Set exercise a —
Translate this sentence from the article on text visualization into Spanish: "Modern text visualization provides a solution to this challenge."

Beyond the Word Cloud

Datetime:2016-08-23 03:19:05          Topic: Natural Language Processing           Share

In this article, we explore two extremely powerful ways to visualize text: word bubbles and word networks. These two visualizations are replacing word clouds as the defacto text visualization of choice because they are simple to create, understandable, and provide deep and valuable at-a-glance insights. In this post, we will examine how to construct these visualizations from a non-trivial corpus of news and blog RSS feeds. We begin by investigating the importance of text visualization. Next, we discuss our corpus and how to wrangle it. Finally, we will present word bubbles and word networks.

Why Do Text Visualization?

Edward Tufte examines "the unification of text and image" within Centaur , a ninth century manuscript depicting the constellation Centaurus filled with Latin text that elaborates on 24 of the stars depicted. The words within the image not only add information about the constellation, but also allow the reader to clearly see the centaur's image. This example shows the long history of text visualization and the importance of "continuity of showing and seeing." In this case, text is used as a powerful tool to inform the viewer of the "narrative metaphor grouping the stars into a constellation." Today, we see similar images created using large corpuses to outline images. ( Beautiful Evidence p. 85)

The most interesting data is often unstructured text in news articles, blog posts, emails, Twitter posts, log files, and countless other publications. However, as the amount of data grows, the task of applying analytics to extract meaningful information from the data becomes more challenging. While there is a lot of valuable information to be extracted from such data, it is not natively in a computer understandable format, which makes it difficult to present insights while keeping the natural narrative intact.

Modern text visualization provides a solution to this challenge. Text visualization takes a media that we're very familiar with — language, and transforms the flood of information into a snapshot of the data that is more easily interpreted than painstakingly reading through hundreds of documents. David McCandless, a London based data journalist, gave a TED Talk entitled “The beauty of data visualization.” In the talk, he noted that our sense of sight is the fastest of the five senses and that the “eye is exquisitely sensitive to patterns in variations in color, shape and pattern.” He goes on to say that combining “the language of the eye” and the “language of the mind” provide a powerful combination to gather insights from data.

How to acheive a similar high quality "of display with text is an open question," Hearst states in Search User Interfaces . She continues, "Placing nominal data like words or names along an axis, unfortunately, is much like scrambling the years in a plot of change over time....Unfortunately, because text is nominal, many attempts to visualize text result in nonsensical graphs..." Through our two visualization suggestions in this post, we hope to present instructions for clear alternatives to summarize corpus content.

Input —
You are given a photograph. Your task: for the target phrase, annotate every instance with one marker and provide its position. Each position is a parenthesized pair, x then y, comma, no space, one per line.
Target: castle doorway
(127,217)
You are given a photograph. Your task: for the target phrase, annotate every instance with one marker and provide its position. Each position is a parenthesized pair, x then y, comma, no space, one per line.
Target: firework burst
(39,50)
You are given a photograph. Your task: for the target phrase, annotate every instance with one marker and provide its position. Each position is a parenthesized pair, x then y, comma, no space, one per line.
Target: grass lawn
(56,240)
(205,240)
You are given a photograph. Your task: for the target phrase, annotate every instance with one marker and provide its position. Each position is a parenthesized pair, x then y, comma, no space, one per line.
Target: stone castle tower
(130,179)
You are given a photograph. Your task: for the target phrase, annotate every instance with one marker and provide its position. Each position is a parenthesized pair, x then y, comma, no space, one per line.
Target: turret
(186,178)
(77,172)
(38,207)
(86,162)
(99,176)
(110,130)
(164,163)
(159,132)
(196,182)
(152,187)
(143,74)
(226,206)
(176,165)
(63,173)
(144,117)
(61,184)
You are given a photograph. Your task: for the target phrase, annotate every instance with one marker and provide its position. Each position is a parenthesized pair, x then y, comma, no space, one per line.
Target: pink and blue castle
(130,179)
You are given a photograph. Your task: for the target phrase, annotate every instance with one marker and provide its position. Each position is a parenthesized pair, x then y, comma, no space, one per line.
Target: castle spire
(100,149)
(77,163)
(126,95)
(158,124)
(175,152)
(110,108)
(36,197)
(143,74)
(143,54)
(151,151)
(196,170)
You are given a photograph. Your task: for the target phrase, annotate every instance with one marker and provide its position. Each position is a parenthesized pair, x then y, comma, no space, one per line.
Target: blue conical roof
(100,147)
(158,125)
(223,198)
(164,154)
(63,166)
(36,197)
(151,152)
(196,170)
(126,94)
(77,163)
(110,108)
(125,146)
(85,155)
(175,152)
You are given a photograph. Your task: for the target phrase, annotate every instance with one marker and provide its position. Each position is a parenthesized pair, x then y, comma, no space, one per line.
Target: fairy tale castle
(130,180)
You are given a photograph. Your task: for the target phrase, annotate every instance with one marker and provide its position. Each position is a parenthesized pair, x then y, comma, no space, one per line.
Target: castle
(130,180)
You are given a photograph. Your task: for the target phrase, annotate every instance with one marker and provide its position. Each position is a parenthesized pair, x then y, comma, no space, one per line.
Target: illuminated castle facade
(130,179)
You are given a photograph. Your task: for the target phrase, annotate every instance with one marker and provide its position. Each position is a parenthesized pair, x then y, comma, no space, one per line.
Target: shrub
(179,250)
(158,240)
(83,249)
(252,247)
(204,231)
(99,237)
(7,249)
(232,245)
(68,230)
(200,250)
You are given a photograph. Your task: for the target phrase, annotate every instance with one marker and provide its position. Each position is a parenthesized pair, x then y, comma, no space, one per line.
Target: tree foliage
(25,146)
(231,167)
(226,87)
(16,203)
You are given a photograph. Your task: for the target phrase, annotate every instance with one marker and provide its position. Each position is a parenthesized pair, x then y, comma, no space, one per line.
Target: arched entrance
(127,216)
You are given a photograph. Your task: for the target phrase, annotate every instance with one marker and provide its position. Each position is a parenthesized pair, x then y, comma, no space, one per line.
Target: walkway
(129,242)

Set exercise b —
Select every line of the entries above that contains the word "blue", and copy each one.

Full answer a —
La visualización moderna de texto ofrece una solución a este desafío.

Full answer b —
Target: pink and blue castle
Target: blue conical roof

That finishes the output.